Reproduce every entry below precisely; do not include the pictures.

[Opening INPUT DATA section]

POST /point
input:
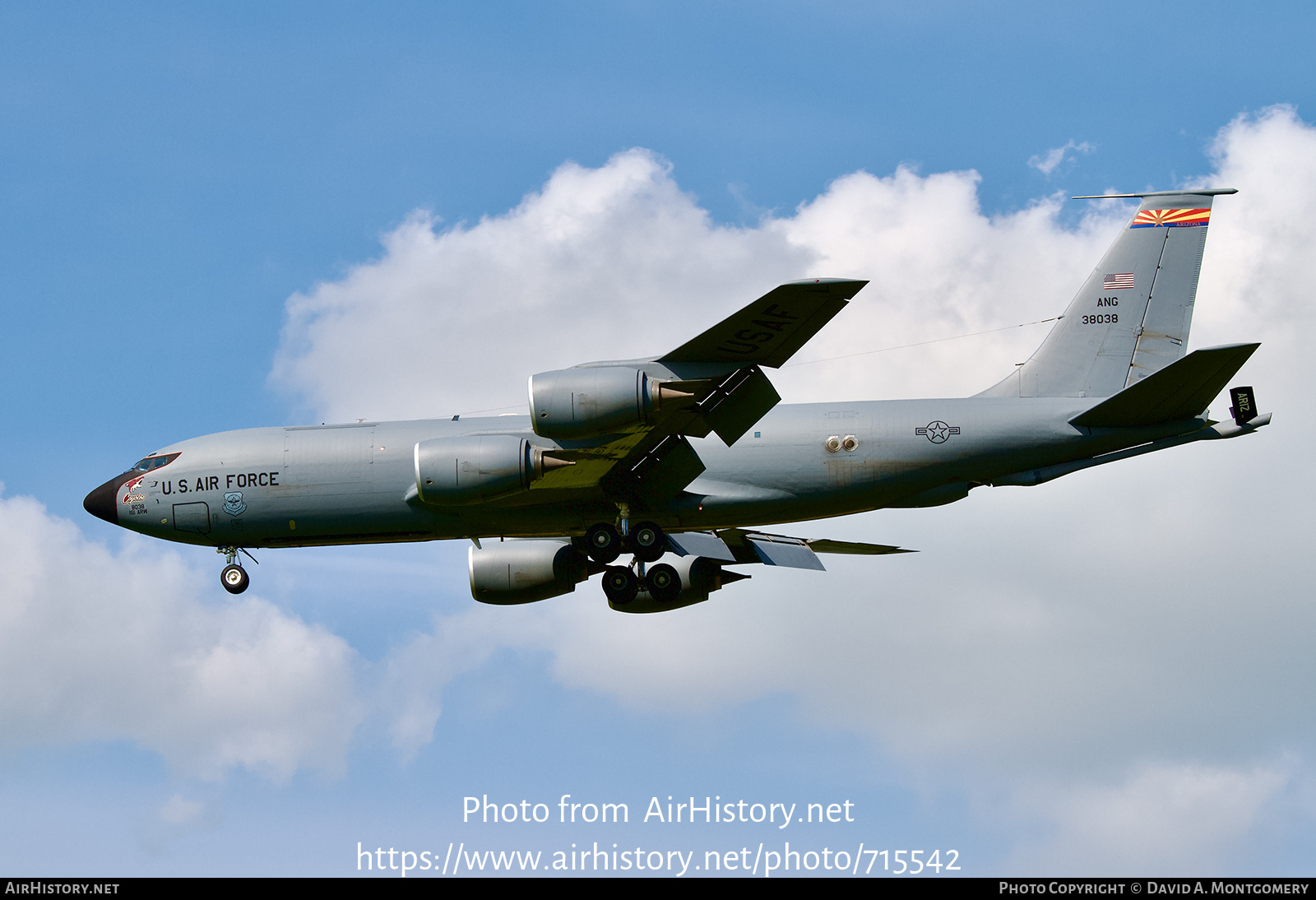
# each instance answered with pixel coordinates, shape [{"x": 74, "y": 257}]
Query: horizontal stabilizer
[
  {"x": 769, "y": 331},
  {"x": 1182, "y": 390}
]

[Closing INPUT DATA section]

### ANSWER TO THE EXERCISE
POST /point
input:
# each instance answered with pixel coordinates, shape [{"x": 74, "y": 257}]
Query: horizontal stabilizer
[
  {"x": 769, "y": 331},
  {"x": 1182, "y": 390}
]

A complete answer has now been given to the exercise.